- _SET PROBLEM_
Filter the entries below, copying each line that contains the word "white".
· · · · ·
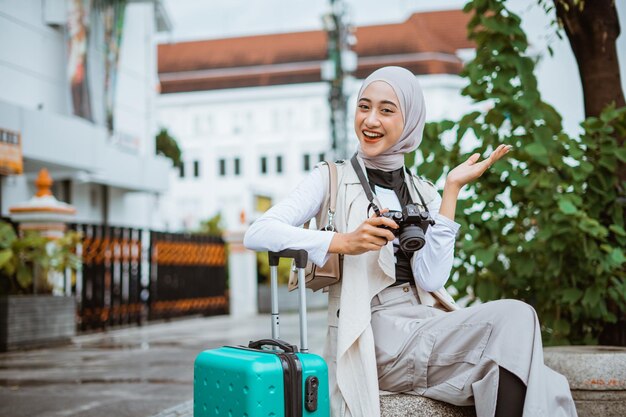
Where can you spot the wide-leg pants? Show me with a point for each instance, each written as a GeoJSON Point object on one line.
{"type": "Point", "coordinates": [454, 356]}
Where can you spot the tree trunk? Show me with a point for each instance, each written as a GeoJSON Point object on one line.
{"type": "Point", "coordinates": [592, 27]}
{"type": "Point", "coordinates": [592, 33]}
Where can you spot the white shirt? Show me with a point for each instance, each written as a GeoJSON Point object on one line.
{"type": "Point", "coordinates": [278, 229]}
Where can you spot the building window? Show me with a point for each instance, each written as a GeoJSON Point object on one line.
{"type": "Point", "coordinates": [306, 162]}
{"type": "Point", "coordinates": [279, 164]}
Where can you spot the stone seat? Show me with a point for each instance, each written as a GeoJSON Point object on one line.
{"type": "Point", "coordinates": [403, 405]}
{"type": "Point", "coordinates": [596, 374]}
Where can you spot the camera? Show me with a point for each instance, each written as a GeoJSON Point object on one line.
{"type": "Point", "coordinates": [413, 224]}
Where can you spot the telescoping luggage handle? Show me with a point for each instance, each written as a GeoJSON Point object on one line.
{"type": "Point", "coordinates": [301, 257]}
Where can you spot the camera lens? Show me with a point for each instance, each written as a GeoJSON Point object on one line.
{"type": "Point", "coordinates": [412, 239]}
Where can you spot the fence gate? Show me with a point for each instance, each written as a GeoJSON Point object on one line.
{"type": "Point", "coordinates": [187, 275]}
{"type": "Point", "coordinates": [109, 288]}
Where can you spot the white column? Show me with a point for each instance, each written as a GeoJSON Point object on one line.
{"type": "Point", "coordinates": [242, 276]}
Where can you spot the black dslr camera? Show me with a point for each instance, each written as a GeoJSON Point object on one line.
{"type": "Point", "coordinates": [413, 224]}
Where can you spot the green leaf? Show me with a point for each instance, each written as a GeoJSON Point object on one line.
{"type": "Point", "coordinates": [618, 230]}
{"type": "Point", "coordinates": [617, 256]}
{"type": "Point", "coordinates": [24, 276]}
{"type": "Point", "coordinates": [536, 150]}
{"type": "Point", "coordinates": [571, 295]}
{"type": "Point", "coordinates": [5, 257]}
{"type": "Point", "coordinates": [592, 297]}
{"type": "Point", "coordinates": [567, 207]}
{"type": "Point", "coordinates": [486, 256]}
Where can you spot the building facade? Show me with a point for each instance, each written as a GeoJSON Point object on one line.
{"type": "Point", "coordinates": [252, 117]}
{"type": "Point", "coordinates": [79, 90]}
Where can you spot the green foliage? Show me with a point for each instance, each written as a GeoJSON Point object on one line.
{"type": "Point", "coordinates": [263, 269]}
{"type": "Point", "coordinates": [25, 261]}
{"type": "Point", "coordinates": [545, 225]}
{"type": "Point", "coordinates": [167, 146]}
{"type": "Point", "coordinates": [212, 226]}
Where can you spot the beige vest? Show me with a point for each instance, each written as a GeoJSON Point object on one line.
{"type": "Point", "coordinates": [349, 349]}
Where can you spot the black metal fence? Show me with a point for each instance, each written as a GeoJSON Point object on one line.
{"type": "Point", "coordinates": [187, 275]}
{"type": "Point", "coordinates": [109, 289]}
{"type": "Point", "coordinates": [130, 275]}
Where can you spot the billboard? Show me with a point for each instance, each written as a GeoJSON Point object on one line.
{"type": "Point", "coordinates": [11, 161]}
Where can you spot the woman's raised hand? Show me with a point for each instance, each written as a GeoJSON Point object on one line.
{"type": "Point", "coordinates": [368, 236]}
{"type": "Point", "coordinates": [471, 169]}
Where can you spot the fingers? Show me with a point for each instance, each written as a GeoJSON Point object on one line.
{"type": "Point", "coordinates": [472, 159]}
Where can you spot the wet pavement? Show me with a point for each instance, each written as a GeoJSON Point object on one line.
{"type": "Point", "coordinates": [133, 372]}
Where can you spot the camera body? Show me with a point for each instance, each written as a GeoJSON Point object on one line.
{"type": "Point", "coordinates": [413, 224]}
· · · · ·
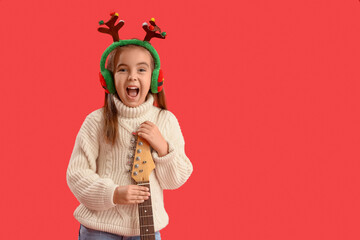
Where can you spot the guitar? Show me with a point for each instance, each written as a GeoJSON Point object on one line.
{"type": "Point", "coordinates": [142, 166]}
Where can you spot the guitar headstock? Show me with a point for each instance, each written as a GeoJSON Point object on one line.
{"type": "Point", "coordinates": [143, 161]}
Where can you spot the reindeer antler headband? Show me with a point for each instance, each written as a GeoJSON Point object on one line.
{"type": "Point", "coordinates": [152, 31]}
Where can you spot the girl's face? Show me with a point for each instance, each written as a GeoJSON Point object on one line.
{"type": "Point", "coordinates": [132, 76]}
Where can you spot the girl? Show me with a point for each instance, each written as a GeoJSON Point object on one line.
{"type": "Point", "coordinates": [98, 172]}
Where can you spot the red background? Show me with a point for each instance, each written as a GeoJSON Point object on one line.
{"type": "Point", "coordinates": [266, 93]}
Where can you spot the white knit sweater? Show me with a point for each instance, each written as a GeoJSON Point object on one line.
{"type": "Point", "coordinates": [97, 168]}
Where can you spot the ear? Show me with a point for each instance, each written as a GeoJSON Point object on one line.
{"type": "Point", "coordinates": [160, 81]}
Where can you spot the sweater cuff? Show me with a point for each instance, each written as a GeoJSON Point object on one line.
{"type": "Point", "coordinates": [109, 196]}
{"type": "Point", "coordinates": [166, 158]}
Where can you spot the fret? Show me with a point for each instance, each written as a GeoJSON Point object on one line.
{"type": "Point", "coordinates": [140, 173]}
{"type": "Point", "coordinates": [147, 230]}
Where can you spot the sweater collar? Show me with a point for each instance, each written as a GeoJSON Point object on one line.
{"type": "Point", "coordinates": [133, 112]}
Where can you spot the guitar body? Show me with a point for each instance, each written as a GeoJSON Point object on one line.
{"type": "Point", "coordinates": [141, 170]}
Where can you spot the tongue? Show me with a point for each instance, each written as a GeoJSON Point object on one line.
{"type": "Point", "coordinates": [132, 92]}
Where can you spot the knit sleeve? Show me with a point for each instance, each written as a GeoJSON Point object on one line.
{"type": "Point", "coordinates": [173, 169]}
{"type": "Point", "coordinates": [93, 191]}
· · · · ·
- _THE OUTPUT_
Where can you spot the white shirt? Show me with a point for each instance, each written as a GeoJSON Point object on one line.
Where can you spot the white column? Show me with a point for each instance, each written as a GeoJSON Point object on one line.
Where can you spot the white knit sweater? Show me with a point for each instance, each written as a GeoJSON Point object on one line.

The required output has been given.